EXERCISE AIM: Among the records that follow, find each line holding the word "grassy" and copy it.
--- START ---
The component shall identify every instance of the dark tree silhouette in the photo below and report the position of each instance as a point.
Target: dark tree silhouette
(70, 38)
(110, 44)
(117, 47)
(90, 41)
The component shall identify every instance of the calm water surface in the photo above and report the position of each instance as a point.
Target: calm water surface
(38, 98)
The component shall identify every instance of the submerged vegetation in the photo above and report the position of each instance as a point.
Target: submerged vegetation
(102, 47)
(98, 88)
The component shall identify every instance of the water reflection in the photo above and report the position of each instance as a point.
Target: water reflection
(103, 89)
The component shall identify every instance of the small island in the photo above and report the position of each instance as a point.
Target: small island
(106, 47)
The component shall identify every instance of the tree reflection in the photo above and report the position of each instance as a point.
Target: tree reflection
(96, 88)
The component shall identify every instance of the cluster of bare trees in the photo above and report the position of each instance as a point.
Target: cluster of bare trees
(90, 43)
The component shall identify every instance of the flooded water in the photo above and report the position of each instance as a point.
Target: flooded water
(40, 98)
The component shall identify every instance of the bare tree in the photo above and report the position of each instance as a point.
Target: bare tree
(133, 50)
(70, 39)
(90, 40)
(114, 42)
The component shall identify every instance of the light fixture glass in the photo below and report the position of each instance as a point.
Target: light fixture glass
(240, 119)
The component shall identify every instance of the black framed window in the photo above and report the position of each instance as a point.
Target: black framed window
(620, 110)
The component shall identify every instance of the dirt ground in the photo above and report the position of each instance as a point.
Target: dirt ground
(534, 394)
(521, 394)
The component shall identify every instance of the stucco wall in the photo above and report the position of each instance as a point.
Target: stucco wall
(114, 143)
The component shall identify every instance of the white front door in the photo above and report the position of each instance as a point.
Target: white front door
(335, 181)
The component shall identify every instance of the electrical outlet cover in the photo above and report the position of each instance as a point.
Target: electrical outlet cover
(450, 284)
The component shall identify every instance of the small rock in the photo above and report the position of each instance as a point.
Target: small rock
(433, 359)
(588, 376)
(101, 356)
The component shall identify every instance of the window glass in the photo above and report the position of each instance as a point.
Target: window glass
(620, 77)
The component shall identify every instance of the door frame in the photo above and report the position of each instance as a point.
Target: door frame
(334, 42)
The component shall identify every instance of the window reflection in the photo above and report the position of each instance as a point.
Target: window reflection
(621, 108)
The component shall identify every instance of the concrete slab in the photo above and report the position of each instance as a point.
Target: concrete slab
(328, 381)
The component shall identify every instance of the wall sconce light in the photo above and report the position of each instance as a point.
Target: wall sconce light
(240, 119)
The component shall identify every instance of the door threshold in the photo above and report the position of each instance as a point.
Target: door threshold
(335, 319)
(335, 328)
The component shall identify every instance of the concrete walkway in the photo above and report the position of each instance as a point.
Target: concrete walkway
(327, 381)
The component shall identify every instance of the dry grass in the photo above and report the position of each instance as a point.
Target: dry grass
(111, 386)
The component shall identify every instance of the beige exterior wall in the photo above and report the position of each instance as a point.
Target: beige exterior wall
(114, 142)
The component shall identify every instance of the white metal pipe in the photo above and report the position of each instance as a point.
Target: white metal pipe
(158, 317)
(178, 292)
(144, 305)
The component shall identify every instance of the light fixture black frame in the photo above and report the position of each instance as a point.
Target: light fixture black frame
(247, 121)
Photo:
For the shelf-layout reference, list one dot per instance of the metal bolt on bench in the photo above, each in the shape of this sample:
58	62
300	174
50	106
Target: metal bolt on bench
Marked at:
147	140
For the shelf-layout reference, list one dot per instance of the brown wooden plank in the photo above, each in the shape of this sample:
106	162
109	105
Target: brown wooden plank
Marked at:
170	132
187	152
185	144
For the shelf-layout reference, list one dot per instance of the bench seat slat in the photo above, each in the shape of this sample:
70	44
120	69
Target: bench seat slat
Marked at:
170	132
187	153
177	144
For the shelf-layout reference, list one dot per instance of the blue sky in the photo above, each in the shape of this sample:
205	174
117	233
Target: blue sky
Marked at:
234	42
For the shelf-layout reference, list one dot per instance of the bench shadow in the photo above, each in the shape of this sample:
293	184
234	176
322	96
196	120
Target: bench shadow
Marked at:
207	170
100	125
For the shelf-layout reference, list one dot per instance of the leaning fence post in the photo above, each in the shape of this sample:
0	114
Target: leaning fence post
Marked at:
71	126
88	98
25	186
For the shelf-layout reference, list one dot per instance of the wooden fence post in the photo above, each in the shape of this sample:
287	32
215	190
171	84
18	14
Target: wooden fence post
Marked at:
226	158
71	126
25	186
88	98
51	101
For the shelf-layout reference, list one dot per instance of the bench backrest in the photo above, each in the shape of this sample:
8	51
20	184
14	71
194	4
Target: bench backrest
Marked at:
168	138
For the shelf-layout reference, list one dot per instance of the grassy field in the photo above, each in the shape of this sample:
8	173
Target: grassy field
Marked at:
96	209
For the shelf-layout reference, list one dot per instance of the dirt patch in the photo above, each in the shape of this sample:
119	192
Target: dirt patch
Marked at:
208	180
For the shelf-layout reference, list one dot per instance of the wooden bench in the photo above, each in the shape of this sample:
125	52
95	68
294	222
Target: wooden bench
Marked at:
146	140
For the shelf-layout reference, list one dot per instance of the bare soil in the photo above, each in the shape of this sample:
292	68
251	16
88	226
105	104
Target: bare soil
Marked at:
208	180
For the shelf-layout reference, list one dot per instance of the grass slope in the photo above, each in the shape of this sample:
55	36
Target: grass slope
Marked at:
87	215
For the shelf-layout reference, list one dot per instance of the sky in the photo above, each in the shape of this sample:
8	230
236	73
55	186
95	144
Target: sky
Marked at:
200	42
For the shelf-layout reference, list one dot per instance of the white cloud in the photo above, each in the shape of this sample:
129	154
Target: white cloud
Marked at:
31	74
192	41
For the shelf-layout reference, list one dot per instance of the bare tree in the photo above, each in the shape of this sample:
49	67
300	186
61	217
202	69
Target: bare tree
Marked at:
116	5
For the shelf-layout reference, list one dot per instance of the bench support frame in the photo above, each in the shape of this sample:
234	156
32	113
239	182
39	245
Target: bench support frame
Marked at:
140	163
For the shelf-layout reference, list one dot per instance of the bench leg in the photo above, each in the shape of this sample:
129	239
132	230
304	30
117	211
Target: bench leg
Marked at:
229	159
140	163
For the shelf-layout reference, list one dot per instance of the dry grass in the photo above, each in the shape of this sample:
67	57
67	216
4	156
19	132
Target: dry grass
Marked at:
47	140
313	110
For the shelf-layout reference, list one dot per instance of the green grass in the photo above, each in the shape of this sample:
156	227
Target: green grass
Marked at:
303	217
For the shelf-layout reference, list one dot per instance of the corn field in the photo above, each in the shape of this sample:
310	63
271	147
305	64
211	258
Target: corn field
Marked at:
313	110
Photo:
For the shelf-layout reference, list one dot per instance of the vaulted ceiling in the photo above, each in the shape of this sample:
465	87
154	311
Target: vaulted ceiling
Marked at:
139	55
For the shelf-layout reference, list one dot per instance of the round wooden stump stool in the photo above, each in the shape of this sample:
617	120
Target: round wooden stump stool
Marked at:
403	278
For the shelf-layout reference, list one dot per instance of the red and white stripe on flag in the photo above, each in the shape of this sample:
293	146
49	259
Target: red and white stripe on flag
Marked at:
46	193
--- END ---
TASK SOLUTION:
For the shelf-layout reference, list one dot per instance of the grassy field in the photo above, each in the shape of this sample:
Target: grassy field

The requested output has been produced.